◆ **PROVIDED TEXT**:
With most sincere apologies to Little Jonathan Swift
For preventing the Baby Boomers of America from being a burden to their children or country, and for making them beneficial to the public.
It is melancholy AF to those who walk through our great cities or travel in the country, when they see the streets, the roads, and store fronts, crowded with wrinkled old people, followed by their equally wrinkled spouses and often three, four, or six of their decrepit cronies, all in polyester or other out-of-date rags, importuning every passerby for a boring conversation. These oldsters, instead of being able to work for their honest livelihood, are forced to employ all their time in begging to matter to anyone, and who as they grow ever older and more useless either turn to shuffling through shopping malls or driving 45 miles per hour in the fast lanes of our freeways.
I think it is agreed by all parties that this prodigious number of pensioners, is in the present deplorable state of the Democracy a very great additional grievance; and, therefore, whoever could find out a fair, cheap, and easy method of making these oldsters sound, useful members of society, would deserve so well of the public as to have his statue set up for a preserver of the nation.

◆ **WHAT IS ASKED**: From the satirical proposal about Baby Boomers above, reproduce word for word the passage between "I think it is" and "of the nation.", inclusive.

◆ **DATA PROVIDED**:
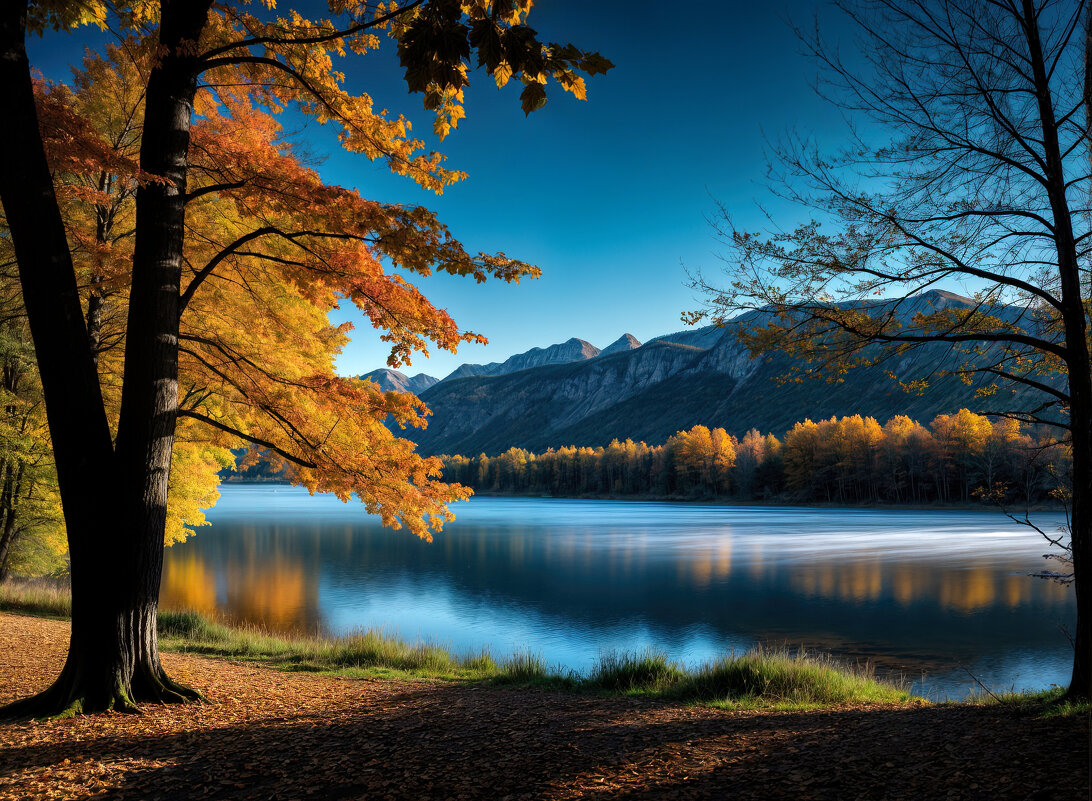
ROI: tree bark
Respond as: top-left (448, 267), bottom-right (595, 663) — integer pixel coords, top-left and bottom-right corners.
top-left (0, 0), bottom-right (210, 717)
top-left (1023, 0), bottom-right (1092, 698)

◆ **RESULT**:
I think it is agreed by all parties that this prodigious number of pensioners, is in the present deplorable state of the Democracy a very great additional grievance; and, therefore, whoever could find out a fair, cheap, and easy method of making these oldsters sound, useful members of society, would deserve so well of the public as to have his statue set up for a preserver of the nation.